PROBLEM DETAILS –
Copy out everything in the records below, from the line containing "Would you be able to pick out the scattered" down to the end, without any changes.

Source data
— Start —

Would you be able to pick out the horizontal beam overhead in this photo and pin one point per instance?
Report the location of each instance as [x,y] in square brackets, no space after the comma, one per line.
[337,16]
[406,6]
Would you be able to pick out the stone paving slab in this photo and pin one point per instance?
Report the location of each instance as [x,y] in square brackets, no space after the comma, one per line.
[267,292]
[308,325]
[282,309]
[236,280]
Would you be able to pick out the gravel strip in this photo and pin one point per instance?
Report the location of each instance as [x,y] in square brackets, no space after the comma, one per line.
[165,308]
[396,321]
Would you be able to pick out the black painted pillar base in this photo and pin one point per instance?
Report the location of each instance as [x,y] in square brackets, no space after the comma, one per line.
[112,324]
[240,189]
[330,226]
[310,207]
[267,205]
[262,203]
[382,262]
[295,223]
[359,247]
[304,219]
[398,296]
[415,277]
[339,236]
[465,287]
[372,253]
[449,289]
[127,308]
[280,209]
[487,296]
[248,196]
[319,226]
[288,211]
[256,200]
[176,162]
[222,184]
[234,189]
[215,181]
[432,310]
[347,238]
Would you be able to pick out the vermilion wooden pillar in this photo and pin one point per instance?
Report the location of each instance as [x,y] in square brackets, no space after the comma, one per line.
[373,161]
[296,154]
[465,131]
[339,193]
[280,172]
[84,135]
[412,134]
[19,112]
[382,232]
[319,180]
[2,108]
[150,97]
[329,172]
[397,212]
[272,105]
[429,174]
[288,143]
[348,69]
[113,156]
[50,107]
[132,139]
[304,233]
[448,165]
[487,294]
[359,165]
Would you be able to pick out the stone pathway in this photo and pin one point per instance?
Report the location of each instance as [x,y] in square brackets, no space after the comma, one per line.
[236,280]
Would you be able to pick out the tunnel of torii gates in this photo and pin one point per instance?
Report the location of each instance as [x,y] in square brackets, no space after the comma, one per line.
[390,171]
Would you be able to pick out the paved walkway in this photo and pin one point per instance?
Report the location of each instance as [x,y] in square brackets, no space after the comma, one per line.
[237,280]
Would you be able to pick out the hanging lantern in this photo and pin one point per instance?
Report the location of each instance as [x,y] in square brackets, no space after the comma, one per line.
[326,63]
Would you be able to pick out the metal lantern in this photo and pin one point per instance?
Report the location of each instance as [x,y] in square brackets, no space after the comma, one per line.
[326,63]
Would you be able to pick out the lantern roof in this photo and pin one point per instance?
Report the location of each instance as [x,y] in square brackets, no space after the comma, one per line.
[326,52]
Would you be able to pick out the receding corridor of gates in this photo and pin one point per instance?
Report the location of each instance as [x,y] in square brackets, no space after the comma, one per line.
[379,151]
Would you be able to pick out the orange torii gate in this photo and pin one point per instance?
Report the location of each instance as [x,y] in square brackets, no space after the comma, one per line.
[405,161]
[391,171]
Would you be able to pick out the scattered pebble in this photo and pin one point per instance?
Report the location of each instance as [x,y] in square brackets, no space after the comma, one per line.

— End —

ANSWER BELOW –
Would you be able to pick out the scattered pebble in this photo and pin one point per instance?
Report the location of each instance as [x,y] in square brackets, no space after the comma, one per line.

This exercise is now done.